> [INSTRUCTIONS TO FOLLOW]
Turn the lines of every record below into a numbered list, leaving out any blank lines.

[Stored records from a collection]

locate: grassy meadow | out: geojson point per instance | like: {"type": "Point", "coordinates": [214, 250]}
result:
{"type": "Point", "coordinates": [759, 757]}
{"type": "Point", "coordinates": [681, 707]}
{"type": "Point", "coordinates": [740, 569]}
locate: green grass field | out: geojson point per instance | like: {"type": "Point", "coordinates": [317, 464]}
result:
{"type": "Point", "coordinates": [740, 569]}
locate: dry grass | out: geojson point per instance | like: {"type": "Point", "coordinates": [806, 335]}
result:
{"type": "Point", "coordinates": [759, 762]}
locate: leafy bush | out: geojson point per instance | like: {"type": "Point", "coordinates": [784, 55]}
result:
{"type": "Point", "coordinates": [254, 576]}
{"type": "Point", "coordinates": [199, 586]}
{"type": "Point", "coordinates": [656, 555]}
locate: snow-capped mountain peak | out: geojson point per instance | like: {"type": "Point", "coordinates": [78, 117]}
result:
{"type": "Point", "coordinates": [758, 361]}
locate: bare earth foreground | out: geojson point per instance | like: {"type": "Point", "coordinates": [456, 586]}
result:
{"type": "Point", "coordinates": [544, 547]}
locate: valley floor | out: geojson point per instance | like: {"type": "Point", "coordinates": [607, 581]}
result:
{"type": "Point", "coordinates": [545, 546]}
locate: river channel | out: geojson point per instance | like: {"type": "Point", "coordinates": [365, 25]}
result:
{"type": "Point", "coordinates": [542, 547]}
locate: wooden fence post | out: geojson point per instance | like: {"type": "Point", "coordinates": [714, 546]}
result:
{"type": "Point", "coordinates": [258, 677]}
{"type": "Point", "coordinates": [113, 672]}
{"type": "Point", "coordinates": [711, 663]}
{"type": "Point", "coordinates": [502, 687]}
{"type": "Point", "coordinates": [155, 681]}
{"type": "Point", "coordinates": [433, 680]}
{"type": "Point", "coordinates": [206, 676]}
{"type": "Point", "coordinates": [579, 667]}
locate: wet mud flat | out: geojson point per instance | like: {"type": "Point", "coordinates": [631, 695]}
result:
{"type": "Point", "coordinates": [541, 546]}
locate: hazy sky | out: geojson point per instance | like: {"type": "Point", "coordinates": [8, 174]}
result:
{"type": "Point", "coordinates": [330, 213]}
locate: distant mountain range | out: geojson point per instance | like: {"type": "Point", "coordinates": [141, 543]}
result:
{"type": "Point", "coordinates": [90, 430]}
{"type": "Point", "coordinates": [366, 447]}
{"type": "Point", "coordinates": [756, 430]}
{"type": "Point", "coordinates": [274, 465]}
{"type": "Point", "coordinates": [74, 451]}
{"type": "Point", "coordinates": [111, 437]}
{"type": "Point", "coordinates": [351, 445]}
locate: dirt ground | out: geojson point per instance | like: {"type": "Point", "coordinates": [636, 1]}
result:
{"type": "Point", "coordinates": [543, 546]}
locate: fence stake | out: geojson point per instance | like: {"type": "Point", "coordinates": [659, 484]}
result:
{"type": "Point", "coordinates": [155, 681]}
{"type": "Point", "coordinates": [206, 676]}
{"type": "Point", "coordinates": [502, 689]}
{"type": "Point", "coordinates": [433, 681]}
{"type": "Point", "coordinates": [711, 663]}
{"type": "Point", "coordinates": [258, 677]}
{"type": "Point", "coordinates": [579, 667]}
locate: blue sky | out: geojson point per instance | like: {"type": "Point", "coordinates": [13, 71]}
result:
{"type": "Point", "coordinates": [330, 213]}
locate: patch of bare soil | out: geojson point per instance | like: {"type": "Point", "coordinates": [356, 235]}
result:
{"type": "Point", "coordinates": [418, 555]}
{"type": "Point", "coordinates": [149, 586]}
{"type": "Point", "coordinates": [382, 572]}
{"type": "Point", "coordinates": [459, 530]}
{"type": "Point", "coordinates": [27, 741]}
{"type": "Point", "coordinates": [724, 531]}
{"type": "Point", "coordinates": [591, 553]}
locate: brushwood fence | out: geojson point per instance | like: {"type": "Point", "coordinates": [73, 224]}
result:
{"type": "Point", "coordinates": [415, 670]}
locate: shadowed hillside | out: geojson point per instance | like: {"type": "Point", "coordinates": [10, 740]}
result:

> [OUTPUT FOR THIS TASK]
1. locate: grassy meadow | out: geojson point per instance | like: {"type": "Point", "coordinates": [214, 250]}
2. result:
3. {"type": "Point", "coordinates": [759, 757]}
4. {"type": "Point", "coordinates": [681, 707]}
5. {"type": "Point", "coordinates": [740, 569]}
6. locate: green grass field | out: geojson point per instance | like: {"type": "Point", "coordinates": [317, 464]}
7. result:
8. {"type": "Point", "coordinates": [740, 569]}
9. locate: dry grass | out: geojson point per instance | like: {"type": "Point", "coordinates": [806, 335]}
10. result:
11. {"type": "Point", "coordinates": [759, 762]}
12. locate: leafy bush | out: geojson point per instance | like: {"type": "Point", "coordinates": [784, 55]}
13. result:
14. {"type": "Point", "coordinates": [254, 576]}
15. {"type": "Point", "coordinates": [199, 586]}
16. {"type": "Point", "coordinates": [656, 555]}
17. locate: snow-capped mountain peak | out: geojson point per instance | like: {"type": "Point", "coordinates": [78, 117]}
18. result:
19. {"type": "Point", "coordinates": [758, 361]}
20. locate: bare earth foreground | out: geojson point per instance | like: {"type": "Point", "coordinates": [456, 586]}
21. result:
22. {"type": "Point", "coordinates": [544, 547]}
23. locate: valley floor | out: geojson point per instance | like: {"type": "Point", "coordinates": [607, 581]}
24. result:
25. {"type": "Point", "coordinates": [545, 546]}
26. locate: river channel | out: geojson point per instance | like: {"type": "Point", "coordinates": [365, 25]}
27. result:
28. {"type": "Point", "coordinates": [542, 547]}
29. locate: wooden fence post | out: geojson point per instance | like: {"type": "Point", "coordinates": [714, 546]}
30. result:
31. {"type": "Point", "coordinates": [258, 677]}
32. {"type": "Point", "coordinates": [113, 672]}
33. {"type": "Point", "coordinates": [711, 663]}
34. {"type": "Point", "coordinates": [502, 687]}
35. {"type": "Point", "coordinates": [155, 681]}
36. {"type": "Point", "coordinates": [433, 680]}
37. {"type": "Point", "coordinates": [206, 676]}
38. {"type": "Point", "coordinates": [579, 667]}
39. locate: wet mud flat | out: geojson point per instance | like: {"type": "Point", "coordinates": [631, 695]}
40. result:
41. {"type": "Point", "coordinates": [541, 546]}
42. locate: hazy sky | out: geojson point per instance | like: {"type": "Point", "coordinates": [8, 174]}
43. result:
44. {"type": "Point", "coordinates": [330, 213]}
45. locate: distant mountain range | out: geojson point per instance | like: {"type": "Point", "coordinates": [141, 543]}
46. result:
47. {"type": "Point", "coordinates": [90, 430]}
48. {"type": "Point", "coordinates": [366, 447]}
49. {"type": "Point", "coordinates": [756, 430]}
50. {"type": "Point", "coordinates": [274, 465]}
51. {"type": "Point", "coordinates": [74, 451]}
52. {"type": "Point", "coordinates": [111, 437]}
53. {"type": "Point", "coordinates": [351, 445]}
54. locate: dirt ground | out: geojson point per instance | like: {"type": "Point", "coordinates": [636, 1]}
55. result:
56. {"type": "Point", "coordinates": [543, 546]}
57. locate: fence stake | out: geojson point per instance | like: {"type": "Point", "coordinates": [659, 484]}
58. result:
59. {"type": "Point", "coordinates": [155, 681]}
60. {"type": "Point", "coordinates": [206, 676]}
61. {"type": "Point", "coordinates": [502, 689]}
62. {"type": "Point", "coordinates": [433, 681]}
63. {"type": "Point", "coordinates": [711, 663]}
64. {"type": "Point", "coordinates": [258, 677]}
65. {"type": "Point", "coordinates": [579, 667]}
66. locate: blue sky | out: geojson point per instance | like: {"type": "Point", "coordinates": [13, 71]}
67. result:
68. {"type": "Point", "coordinates": [330, 213]}
69. locate: patch of bare soil | out: geojson point per instance | like: {"type": "Point", "coordinates": [356, 235]}
70. result:
71. {"type": "Point", "coordinates": [418, 555]}
72. {"type": "Point", "coordinates": [149, 586]}
73. {"type": "Point", "coordinates": [382, 572]}
74. {"type": "Point", "coordinates": [459, 530]}
75. {"type": "Point", "coordinates": [27, 741]}
76. {"type": "Point", "coordinates": [724, 531]}
77. {"type": "Point", "coordinates": [591, 553]}
78. locate: brushwood fence | out: geojson point per instance | like: {"type": "Point", "coordinates": [73, 224]}
79. result:
80. {"type": "Point", "coordinates": [415, 670]}
81. locate: shadowed hillside | out: geojson point per instance | like: {"type": "Point", "coordinates": [10, 740]}
82. result:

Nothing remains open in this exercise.